## [Excerpted passage]
-=-=-

But how does that happen? How do we find out? What is the work of the Holy Spirit like? How can it be experienced? How does the Holy Spirit teach us everything Jesus promised? St. Augustine developed this in the teaching of the "magister interior", the "inner teacher". The Holy Spirit is he who teaches us not from without, like human teachers, but from within. I want to reflect on this inner teaching. It is important that we think about our own experience. I invite you to evoke your own experience. How do we experience the teaching of the Holy Spirit? In Jesus' farewell speeches in the Upper Room, Jesus names three special modes of action of the Holy Spirit. In a sense, these three words of Jesus give the program of the action of the Holy Spirit.
1. "He will remind you of all that I have told you" (Jn 14:26). The Holy Spirit reminds us.
2. "But when the support comes that I will send you from the Father, the spirit of truth that goes out from the Father, then he will bear witness for me and you too will bear witness, because you have been with me from the beginning "(Jn 15:26). The Holy Spirit bears testimony, just as we should, may, and can testify. The Holy Spirit bears witness to Jesus, makes him consciously present to us, brings him close to us. Behind it stands the Greek word "Martyrium", martyrêsei = he will be a witness for Jesus.

-=-=-

## [Given data]
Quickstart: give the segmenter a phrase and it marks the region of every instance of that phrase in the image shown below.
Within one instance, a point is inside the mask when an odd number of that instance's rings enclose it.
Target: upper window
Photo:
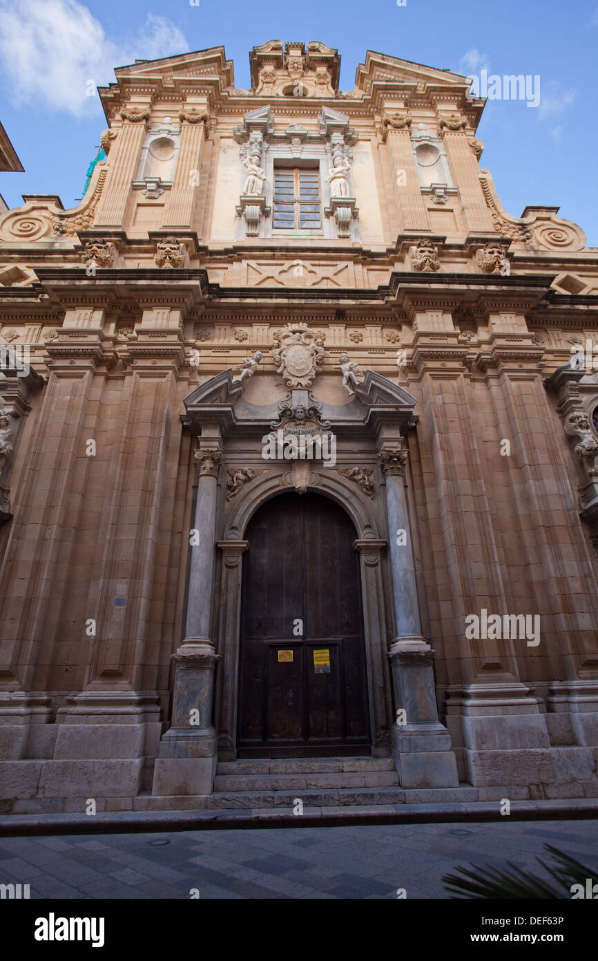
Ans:
[[[274,229],[316,231],[321,227],[320,175],[305,167],[275,167]]]

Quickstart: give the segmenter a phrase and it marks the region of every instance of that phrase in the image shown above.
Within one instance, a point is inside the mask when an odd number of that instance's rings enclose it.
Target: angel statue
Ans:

-=-=-

## [What to do]
Reproduce word for word everything from "But how does" down to "the action of the Holy Spirit." in the passage on the Holy Spirit's teaching.

## [Exercise solution]
But how does that happen? How do we find out? What is the work of the Holy Spirit like? How can it be experienced? How does the Holy Spirit teach us everything Jesus promised? St. Augustine developed this in the teaching of the "magister interior", the "inner teacher". The Holy Spirit is he who teaches us not from without, like human teachers, but from within. I want to reflect on this inner teaching. It is important that we think about our own experience. I invite you to evoke your own experience. How do we experience the teaching of the Holy Spirit? In Jesus' farewell speeches in the Upper Room, Jesus names three special modes of action of the Holy Spirit. In a sense, these three words of Jesus give the program of the action of the Holy Spirit.